Exercise description
Set down a true copy of the data, with all pictures left out.

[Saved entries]

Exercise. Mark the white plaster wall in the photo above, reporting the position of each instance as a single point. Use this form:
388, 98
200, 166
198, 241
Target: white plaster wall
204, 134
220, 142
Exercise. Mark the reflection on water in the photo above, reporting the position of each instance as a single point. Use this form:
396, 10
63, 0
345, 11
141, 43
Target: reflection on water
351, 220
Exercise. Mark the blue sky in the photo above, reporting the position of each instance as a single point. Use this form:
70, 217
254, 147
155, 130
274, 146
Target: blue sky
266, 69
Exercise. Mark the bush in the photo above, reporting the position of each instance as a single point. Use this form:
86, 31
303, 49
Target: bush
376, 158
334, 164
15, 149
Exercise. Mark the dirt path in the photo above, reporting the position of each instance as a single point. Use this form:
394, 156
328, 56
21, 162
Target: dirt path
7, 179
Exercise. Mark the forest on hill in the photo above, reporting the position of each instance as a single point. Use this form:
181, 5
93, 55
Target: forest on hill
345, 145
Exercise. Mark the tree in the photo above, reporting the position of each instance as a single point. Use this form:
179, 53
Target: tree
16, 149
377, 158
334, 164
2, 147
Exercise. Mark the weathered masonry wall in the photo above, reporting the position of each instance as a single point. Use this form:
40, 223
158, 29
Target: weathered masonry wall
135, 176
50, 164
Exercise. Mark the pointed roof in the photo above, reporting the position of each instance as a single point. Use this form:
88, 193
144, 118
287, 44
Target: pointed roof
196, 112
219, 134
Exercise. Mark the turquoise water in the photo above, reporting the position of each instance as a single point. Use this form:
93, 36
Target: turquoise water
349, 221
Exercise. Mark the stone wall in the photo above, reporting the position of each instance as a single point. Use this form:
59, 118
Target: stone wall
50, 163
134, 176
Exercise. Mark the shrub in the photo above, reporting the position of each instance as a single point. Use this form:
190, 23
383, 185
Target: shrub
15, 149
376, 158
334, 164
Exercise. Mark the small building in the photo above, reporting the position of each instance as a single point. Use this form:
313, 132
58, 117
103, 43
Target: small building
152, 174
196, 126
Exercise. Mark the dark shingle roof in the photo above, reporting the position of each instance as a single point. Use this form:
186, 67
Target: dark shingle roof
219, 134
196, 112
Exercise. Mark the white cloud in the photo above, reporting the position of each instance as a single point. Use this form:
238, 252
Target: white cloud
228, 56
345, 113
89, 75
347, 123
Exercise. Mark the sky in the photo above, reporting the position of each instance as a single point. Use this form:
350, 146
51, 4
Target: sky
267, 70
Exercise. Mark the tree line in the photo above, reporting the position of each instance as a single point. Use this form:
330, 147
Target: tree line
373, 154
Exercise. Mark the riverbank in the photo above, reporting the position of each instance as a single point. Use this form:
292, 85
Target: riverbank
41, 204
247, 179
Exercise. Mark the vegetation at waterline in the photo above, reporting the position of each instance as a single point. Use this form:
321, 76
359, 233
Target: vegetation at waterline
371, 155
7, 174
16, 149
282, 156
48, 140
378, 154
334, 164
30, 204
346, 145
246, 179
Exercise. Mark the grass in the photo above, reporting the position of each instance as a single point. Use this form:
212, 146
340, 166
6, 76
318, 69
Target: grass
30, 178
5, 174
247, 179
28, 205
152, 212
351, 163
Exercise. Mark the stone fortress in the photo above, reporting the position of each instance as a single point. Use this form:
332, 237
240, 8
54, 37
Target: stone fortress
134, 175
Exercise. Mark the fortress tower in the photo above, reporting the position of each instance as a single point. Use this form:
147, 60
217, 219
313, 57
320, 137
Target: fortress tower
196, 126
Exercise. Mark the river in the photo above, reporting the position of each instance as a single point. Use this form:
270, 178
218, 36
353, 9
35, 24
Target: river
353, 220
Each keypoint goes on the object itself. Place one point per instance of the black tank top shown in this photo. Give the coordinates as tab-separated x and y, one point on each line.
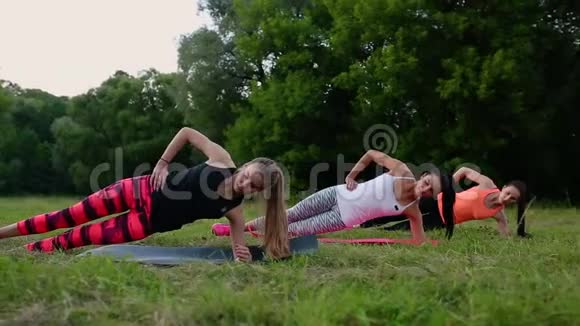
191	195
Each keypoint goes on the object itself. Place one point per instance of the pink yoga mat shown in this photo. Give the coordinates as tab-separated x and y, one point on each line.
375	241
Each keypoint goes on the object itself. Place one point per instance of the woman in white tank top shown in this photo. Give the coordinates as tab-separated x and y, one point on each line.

Written response
Exercise. Mark the white plaster wall in the photo above, reporting the position of each instance as a single point. Use this form:
388, 98
200, 166
198, 241
Target: white plaster wall
204, 134
220, 142
Exercise. Mark the reflection on water in the photo above, reporting the position of each instance as a single point. Use this form:
396, 10
63, 0
345, 11
141, 43
Target: reflection on water
351, 220
Exercise. Mark the blue sky in the photo above, reporting the position of each instance as a single point. Use this form:
70, 217
254, 147
155, 130
274, 146
Target: blue sky
266, 69
Exercise. Mark the bush in the photo above, reporting the position of each instance as a single point. Use this form:
86, 31
303, 49
Target: bush
376, 158
334, 164
15, 149
Exercise. Mark the dirt path in the photo above, reporting the position of each instance as a single point. Use this form:
394, 156
328, 56
21, 162
Target: dirt path
7, 179
Exercise. Mark the forest on hill in the photo above, reporting the position of each instance as a single point. Use this form:
181, 5
93, 55
Target: forest on hill
345, 145
Exercise. Mark the tree in the photo above, reporting the position of each instance as a single point. Use this form:
179, 53
Target: tree
16, 149
377, 158
334, 164
2, 147
Exercise. Mark the weathered masonry wall in the photo above, reporting the position of each instance as a single point. Use this form:
40, 223
158, 29
Target: weathered masonry wall
135, 176
50, 164
Exercise. Mark the pointed roof in the photo above, reporting the position of each instance as a single point. Use this form:
88, 193
144, 118
287, 44
Target: pointed roof
196, 112
219, 134
Exercise. Mark the turquoise water in the photo above, reporting the position of each instance as a single point. Use this form:
93, 36
Target: turquoise water
349, 221
Exercise. Mark the stone wall in the photo above, reporting the position of each instance as a single point. Use this form:
59, 118
Target: stone wall
50, 163
134, 176
Exercise. Mark the shrub in the photo above, reporting the position of each instance as a single point. Use this form:
190, 23
383, 185
Target: shrub
15, 149
376, 158
334, 164
Exercise. Mark the small building in the photo above, reporting the position of each instance as a single point. Use this form:
313, 132
58, 117
103, 43
Target: small building
152, 174
196, 126
Exercise. Mark the dark shingle roof in the photo above, reporting the position of each instance as a single point. Use this form:
186, 67
Target: dark shingle roof
219, 134
196, 112
Exercise. Mark the white cloud in the photo above, reporting the position of each instance as a single point. Use this form:
238, 252
Target: white cloud
228, 56
345, 113
89, 75
347, 123
Exercise. Mark the sky in the photo above, reporting the position of each instance as a single point. Use this form:
350, 146
51, 4
Target: sky
267, 70
Exercise. Mark the tree line in the photo above, reporting the position of each instance as a single point. Use this form:
330, 147
Target: tree line
373, 154
Exercise. Mark the riverbank in the photo above, reporting the position of each instance as a single point. Use this form:
292, 85
Target: riverbank
41, 204
247, 179
Exercise. Mark the vegetation at waterline in the photo above, reporting the position of each instance as a single point. Use this form:
321, 76
359, 233
Target: vegetation at waterline
371, 155
7, 174
16, 149
282, 156
48, 140
378, 154
334, 164
30, 204
346, 145
246, 179
Exercise. Mark the grass in the photo above, reporting the position of each instance as a single point. Use this form:
212, 146
340, 166
6, 76
318, 69
Target: grass
30, 178
5, 174
247, 179
28, 205
152, 212
351, 163
Exercise. Mark the stone fortress in the photo above, reporting the position of each instance as a single point. Use this form:
332, 237
240, 8
54, 37
Target: stone fortress
134, 175
Exercise. Mark the fortress tower in the photo above, reporting the position of each instance as a single point. Use this form:
147, 60
217, 219
313, 57
320, 137
Target: fortress tower
196, 126
Exercise. Mark the river in the photo above, reporting the position of each instance as a single point. Use this form:
270, 178
218, 36
353, 9
35, 24
Target: river
353, 220
Each keypoint goes on the object itself. Place one point per instance of the black tank top shown in this photo. Give the coordinates as tab-separated x and y, one point on each line.
191	195
Each keypoint goes on the object itself. Place one point per instance of the pink yoga mat shown in this photo. Give the coordinates as tab-separated x and y, one point on each line.
375	241
Each keypoint goes on the object itself. Place one point per instance of the woman in white tank top shown in this photo. Give the coordinates as tab-separated x and y, one point on each line.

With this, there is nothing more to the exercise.